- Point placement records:
** START **
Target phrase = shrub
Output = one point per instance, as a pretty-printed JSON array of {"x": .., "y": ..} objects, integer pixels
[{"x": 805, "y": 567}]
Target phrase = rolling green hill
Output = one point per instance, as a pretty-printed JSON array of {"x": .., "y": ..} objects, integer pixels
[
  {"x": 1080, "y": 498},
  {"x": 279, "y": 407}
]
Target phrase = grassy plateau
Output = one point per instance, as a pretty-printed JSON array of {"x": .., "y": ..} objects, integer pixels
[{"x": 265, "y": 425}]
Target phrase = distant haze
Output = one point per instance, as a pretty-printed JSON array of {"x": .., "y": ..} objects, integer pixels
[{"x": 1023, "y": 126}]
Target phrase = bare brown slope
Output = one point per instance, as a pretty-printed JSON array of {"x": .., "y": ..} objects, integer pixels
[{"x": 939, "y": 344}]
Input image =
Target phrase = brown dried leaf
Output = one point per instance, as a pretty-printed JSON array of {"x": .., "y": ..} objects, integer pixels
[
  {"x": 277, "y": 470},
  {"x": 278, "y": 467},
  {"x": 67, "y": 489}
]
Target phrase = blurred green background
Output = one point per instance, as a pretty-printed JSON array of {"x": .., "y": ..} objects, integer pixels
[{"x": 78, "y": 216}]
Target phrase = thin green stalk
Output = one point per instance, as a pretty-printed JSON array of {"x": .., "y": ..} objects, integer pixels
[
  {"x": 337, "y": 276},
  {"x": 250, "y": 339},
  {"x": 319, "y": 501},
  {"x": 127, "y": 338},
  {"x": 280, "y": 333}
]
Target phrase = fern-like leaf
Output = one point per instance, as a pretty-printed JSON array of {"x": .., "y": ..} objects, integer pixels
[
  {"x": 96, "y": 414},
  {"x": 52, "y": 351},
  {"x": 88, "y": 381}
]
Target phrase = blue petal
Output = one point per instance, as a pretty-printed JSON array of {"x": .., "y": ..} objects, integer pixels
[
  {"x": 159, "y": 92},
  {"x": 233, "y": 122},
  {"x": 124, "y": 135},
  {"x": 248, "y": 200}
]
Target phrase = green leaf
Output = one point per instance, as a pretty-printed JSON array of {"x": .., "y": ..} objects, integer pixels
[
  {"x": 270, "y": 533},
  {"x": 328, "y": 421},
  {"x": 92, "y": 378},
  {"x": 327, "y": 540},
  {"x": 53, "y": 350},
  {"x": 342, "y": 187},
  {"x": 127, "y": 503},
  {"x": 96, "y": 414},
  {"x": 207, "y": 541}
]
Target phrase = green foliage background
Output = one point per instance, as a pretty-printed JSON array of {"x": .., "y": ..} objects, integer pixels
** END **
- Given instruction:
Restate each of the entries above verbatim.

- Task solution:
Target phrase = shrub
Output = one point per instance, as a pretty-printed JSON array of {"x": .., "y": ..} objects, integer pixels
[{"x": 805, "y": 567}]
Target phrase = rolling green hill
Output = one point per instance, as a pretty-printed JSON array of {"x": .., "y": ..} objects, integer pixels
[
  {"x": 1080, "y": 498},
  {"x": 279, "y": 407}
]
Target phrase = grassy plateau
Output = one point per instance, as a pretty-printed JSON array of {"x": .., "y": ..} objects, integer pixels
[{"x": 265, "y": 425}]
Target phrase = distant haze
Output = one point per instance, as a pretty-printed JSON array of {"x": .., "y": ..} objects, integer pixels
[{"x": 1023, "y": 126}]
Target phrase = bare brown slope
Output = one point per instance, as a pretty-printed JSON array of {"x": .., "y": ..} objects, integer pixels
[{"x": 939, "y": 344}]
Input image =
Target phrase = brown dried leaf
Output = one point per instance, as a pretty-printed JSON array of {"x": .., "y": ..} objects, integer pixels
[
  {"x": 277, "y": 470},
  {"x": 278, "y": 467},
  {"x": 67, "y": 489}
]
Target phrase = blurred green background
Output = one point per instance, as a pretty-printed JSON array of {"x": .., "y": ..} objects, integer pixels
[{"x": 78, "y": 216}]
Target phrase = thin green stalk
Output = one point per instance, as a pretty-printed JSON array of {"x": .., "y": ..} objects, integer pixels
[
  {"x": 337, "y": 276},
  {"x": 250, "y": 339},
  {"x": 319, "y": 501},
  {"x": 127, "y": 338},
  {"x": 280, "y": 333}
]
Target phrase = fern-like leaf
Output = one point per instance, as a pretty-printed JSON array of {"x": .., "y": ..} objects, integer pixels
[
  {"x": 96, "y": 414},
  {"x": 52, "y": 351},
  {"x": 88, "y": 381}
]
Target phrase = blue petal
Output = one point per instance, as a pretty-printed JSON array of {"x": .., "y": ..} objects, integer pixels
[
  {"x": 159, "y": 92},
  {"x": 233, "y": 122},
  {"x": 124, "y": 135},
  {"x": 248, "y": 200}
]
Target phrase = green leaf
Output = one point per instance, as a pretty-printed JSON array of {"x": .., "y": ..} objects, integer pixels
[
  {"x": 270, "y": 533},
  {"x": 328, "y": 421},
  {"x": 92, "y": 378},
  {"x": 327, "y": 540},
  {"x": 53, "y": 350},
  {"x": 342, "y": 187},
  {"x": 127, "y": 503},
  {"x": 96, "y": 414},
  {"x": 207, "y": 541}
]
Target phrase = green foliage background
Output = one point per instance, as a pretty-printed JSON array of {"x": .., "y": ..} objects, integer pixels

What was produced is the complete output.